## CONSIGNES
Pouvez-vous reprendre, dans le document sur Rudolf Karel, tout ce qui va de "La vie de Rudolf" jusqu'à "national-socialistes de Terezin." en remplaçant "Sibérie" par "Mandchourie" ?

##### DOCUMENT #####

Rudolf Karel
(9 novembre 1880 à Pilsen - 6 mars 1945 au camp de concentration de Theresienstadt)

La vie de Rudolf Karel et son oeuvre portent à bien égards la marque des deux guerres mondiales. Si le vécu tragique de ces périodes devait parfois devenir une source d'inspiration, ces deux catastrophes de l'histoire ont puissamment déterminé l'évolution de Karel en faisant de lui tout à la fois un héros et un martyr. La Première Guerre Mondiale marqua un tournant radical dans sa vie alors bien qu'il fut musicien, il dut séjourner en Russie où son appartenance aux Légions tchécoslovaques lui valut de connaître la Sibérie. Durant la Seconde Guerre Mondiale il fit l'objet de cruelles persécutions et mourut enfin sous les coups des tortionnaires national-socialistes de Terezin.

##### DONNÉES BRUTES #####

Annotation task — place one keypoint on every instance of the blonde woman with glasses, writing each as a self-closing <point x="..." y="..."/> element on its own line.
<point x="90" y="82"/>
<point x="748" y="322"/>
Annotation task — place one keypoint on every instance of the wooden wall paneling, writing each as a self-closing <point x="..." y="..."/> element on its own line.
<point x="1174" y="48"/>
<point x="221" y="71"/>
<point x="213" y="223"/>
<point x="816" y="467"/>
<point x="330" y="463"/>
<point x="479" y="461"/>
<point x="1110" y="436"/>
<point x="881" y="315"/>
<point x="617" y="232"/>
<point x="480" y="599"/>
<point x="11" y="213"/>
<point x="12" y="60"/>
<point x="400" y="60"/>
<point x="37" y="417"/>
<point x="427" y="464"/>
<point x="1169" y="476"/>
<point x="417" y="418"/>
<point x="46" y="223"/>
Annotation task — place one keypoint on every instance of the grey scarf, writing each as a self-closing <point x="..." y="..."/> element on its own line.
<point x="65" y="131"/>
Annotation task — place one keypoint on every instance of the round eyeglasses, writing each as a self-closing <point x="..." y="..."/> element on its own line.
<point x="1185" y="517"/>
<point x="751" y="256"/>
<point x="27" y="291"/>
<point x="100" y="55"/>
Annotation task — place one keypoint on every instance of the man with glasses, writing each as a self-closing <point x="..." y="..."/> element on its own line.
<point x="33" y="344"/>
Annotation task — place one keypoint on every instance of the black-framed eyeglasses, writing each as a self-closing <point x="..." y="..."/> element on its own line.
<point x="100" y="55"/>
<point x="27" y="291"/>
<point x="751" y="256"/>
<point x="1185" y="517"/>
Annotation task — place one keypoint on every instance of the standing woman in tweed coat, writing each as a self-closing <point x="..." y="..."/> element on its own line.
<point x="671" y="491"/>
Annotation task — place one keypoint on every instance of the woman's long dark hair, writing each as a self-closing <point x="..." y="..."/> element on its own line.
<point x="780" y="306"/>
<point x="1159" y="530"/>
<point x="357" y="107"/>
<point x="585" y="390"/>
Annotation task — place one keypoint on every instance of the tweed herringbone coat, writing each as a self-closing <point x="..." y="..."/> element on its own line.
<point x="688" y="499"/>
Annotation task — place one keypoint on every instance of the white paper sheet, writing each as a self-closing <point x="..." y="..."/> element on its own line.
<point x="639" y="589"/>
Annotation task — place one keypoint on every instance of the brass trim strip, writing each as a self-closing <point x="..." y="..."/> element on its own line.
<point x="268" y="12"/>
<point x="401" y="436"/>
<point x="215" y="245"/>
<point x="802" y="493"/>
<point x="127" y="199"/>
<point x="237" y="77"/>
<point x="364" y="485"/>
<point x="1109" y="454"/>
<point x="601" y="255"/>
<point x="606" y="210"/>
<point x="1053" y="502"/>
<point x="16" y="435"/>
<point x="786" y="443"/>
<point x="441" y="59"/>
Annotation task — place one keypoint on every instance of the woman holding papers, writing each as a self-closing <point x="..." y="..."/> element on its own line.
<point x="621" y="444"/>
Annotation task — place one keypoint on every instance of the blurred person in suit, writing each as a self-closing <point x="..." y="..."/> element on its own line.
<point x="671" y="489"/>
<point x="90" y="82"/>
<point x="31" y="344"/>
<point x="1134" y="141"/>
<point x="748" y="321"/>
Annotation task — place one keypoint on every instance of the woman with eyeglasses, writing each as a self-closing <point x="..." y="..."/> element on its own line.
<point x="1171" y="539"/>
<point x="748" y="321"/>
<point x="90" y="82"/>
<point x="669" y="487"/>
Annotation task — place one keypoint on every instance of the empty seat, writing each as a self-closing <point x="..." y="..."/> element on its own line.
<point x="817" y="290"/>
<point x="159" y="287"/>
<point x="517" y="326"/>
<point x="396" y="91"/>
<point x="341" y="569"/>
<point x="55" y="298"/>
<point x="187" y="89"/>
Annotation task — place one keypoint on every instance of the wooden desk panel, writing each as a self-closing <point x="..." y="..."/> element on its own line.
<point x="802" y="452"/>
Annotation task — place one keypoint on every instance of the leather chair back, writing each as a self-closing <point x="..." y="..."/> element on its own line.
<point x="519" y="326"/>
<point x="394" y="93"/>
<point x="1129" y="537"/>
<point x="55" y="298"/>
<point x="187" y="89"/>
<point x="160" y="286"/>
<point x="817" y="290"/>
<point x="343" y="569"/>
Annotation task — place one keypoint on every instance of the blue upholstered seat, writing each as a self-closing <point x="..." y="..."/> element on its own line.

#####

## CORRIGÉ
La vie de Rudolf Karel et son oeuvre portent à bien égards la marque des deux guerres mondiales. Si le vécu tragique de ces périodes devait parfois devenir une source d'inspiration, ces deux catastrophes de l'histoire ont puissamment déterminé l'évolution de Karel en faisant de lui tout à la fois un héros et un martyr. La Première Guerre Mondiale marqua un tournant radical dans sa vie alors bien qu'il fut musicien, il dut séjourner en Russie où son appartenance aux Légions tchécoslovaques lui valut de connaître la Mandchourie. Durant la Seconde Guerre Mondiale il fit l'objet de cruelles persécutions et mourut enfin sous les coups des tortionnaires national-socialistes de Terezin.